── RECORDS FOR THE EXERCISE

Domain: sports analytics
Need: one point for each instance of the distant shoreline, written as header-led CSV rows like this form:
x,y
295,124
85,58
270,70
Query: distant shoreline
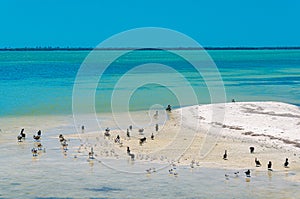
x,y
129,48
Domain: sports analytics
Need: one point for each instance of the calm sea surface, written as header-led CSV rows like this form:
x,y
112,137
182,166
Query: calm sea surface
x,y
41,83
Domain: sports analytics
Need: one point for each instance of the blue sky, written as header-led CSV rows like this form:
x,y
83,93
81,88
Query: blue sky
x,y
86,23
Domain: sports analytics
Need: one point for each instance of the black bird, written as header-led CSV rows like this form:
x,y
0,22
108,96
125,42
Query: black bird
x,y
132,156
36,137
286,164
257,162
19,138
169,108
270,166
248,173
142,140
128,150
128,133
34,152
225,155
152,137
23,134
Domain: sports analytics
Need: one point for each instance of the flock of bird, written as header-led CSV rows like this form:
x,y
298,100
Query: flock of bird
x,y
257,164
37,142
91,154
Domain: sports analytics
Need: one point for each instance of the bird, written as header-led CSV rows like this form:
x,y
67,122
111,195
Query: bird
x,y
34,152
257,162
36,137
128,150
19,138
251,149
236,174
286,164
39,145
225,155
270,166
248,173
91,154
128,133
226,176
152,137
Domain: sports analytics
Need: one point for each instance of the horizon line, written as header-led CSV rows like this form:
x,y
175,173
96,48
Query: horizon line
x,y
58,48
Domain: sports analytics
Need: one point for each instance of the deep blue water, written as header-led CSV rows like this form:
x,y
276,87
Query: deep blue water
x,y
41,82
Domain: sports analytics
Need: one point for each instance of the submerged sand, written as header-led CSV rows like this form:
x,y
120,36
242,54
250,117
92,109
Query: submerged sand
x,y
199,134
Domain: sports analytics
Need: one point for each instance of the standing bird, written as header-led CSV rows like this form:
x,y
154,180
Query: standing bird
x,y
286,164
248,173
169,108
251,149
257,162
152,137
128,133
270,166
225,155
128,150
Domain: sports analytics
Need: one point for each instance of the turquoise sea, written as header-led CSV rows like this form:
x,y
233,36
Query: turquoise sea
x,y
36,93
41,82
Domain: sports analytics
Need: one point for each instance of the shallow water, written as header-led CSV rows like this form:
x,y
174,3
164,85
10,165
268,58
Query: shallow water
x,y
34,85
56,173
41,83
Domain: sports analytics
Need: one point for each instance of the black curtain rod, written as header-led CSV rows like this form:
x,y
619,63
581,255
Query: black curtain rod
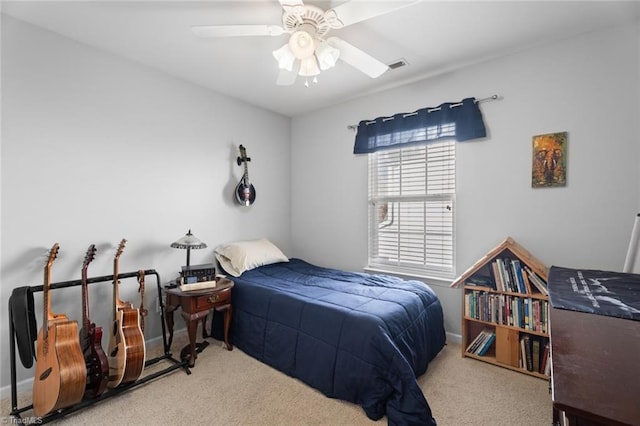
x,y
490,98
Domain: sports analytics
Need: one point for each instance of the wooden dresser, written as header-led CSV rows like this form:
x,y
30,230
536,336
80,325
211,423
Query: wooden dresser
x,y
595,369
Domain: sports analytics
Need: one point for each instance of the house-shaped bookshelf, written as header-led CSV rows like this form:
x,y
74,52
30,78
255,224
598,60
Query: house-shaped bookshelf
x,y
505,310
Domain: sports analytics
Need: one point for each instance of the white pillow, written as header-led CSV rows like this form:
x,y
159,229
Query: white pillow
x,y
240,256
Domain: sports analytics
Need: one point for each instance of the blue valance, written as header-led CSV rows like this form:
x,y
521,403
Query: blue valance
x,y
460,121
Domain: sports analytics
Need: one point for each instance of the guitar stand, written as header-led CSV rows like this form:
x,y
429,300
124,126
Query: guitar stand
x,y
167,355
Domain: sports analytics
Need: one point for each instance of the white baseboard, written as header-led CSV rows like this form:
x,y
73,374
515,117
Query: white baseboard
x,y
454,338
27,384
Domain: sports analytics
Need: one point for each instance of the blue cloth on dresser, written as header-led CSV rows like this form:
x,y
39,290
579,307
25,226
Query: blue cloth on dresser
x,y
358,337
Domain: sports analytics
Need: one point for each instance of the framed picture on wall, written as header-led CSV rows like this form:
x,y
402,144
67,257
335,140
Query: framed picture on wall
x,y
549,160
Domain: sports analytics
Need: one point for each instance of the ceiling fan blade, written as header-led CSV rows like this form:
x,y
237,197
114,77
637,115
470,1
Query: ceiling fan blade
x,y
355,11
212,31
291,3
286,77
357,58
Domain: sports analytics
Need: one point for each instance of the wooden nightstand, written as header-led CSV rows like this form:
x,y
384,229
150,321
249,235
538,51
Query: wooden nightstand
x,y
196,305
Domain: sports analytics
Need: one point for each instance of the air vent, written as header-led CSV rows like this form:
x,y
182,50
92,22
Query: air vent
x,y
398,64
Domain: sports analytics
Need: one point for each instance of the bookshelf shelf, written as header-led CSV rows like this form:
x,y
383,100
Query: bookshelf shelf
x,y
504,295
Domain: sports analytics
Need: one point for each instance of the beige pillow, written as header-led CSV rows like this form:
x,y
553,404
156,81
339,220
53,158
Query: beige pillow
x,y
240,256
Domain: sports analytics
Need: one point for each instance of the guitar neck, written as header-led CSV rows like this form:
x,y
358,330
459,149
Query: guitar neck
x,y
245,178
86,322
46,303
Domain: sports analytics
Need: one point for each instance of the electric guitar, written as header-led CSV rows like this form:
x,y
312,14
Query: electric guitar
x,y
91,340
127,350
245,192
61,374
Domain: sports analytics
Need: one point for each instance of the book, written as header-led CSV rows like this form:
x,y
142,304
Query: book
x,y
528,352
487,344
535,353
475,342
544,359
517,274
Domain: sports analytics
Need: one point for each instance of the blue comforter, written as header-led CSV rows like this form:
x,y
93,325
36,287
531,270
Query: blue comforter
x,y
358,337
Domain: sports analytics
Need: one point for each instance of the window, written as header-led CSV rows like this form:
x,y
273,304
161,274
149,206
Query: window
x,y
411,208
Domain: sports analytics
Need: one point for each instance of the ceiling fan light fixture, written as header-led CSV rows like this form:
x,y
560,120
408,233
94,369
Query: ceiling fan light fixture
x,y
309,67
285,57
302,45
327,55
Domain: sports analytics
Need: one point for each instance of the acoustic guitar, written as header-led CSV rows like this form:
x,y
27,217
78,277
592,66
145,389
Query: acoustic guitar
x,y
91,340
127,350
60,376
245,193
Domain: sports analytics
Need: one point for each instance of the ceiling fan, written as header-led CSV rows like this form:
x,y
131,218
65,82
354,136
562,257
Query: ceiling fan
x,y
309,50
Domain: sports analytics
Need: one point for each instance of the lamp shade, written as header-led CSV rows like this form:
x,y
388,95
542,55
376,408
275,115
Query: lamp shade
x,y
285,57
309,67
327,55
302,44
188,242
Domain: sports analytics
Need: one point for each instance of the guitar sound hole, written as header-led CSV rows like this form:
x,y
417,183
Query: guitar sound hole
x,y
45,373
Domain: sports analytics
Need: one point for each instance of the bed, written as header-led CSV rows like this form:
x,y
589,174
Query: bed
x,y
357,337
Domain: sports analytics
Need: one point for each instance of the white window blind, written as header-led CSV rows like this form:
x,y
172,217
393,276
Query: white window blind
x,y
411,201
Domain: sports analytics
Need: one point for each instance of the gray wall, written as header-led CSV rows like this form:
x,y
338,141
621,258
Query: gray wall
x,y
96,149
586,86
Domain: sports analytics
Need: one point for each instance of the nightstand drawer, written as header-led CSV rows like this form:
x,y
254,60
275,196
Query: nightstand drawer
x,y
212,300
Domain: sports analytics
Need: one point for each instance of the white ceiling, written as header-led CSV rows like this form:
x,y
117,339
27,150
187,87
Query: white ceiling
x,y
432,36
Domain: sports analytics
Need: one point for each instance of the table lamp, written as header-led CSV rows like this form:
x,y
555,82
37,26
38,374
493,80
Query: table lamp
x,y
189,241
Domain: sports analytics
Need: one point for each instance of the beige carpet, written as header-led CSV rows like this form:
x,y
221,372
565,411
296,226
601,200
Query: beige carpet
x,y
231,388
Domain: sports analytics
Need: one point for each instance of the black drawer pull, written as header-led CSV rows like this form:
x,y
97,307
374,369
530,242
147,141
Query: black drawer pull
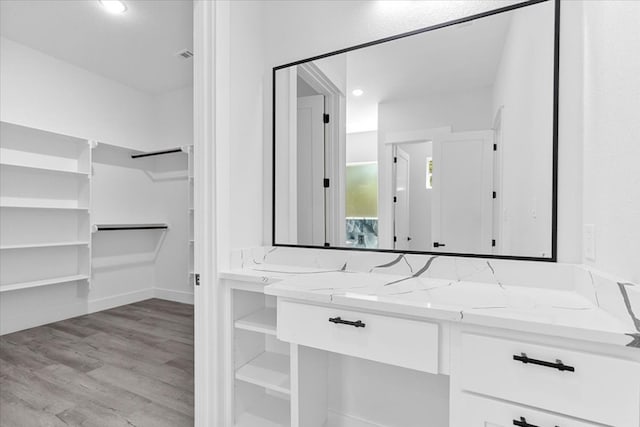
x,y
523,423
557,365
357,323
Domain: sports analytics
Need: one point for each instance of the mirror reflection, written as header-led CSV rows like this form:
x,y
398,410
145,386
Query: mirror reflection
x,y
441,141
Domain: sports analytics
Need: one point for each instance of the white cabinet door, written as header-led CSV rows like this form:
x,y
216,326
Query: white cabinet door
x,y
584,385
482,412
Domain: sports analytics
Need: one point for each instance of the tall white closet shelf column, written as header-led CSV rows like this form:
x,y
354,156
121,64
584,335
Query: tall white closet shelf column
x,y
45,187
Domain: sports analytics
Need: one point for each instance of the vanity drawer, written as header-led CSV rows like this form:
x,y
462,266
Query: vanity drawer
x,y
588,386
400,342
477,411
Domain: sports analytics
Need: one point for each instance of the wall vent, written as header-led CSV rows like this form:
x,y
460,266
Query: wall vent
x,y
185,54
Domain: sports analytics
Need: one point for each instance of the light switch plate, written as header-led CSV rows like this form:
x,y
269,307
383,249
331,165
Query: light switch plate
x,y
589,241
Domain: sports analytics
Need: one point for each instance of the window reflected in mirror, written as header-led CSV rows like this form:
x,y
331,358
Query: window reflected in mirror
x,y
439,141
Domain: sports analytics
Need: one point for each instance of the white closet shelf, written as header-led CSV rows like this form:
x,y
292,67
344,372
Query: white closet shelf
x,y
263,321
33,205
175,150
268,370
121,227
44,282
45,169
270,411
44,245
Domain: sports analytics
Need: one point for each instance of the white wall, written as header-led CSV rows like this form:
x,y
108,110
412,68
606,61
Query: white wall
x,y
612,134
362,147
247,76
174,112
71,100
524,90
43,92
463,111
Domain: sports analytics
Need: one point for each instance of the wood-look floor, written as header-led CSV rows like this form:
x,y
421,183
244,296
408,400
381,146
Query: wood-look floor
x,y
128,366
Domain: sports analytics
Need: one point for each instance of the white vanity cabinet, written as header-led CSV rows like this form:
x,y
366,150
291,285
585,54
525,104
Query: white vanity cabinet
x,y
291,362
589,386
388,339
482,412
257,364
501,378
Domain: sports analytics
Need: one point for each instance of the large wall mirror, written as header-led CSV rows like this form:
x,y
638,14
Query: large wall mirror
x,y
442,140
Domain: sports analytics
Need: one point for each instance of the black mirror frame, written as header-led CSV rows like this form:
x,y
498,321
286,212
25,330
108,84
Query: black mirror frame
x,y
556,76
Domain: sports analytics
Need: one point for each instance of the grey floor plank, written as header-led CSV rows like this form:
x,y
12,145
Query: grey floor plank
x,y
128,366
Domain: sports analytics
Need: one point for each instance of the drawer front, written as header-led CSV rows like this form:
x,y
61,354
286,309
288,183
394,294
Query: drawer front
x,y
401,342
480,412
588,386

────

### GIVEN EXERCISE:
Gather every line from the items above that contains the string "framed", and copy each one.

### TASK RESULT:
Need: one point for each instance of the framed picture on wall, written as header-led CSV rows like this form:
Query: framed picture on wall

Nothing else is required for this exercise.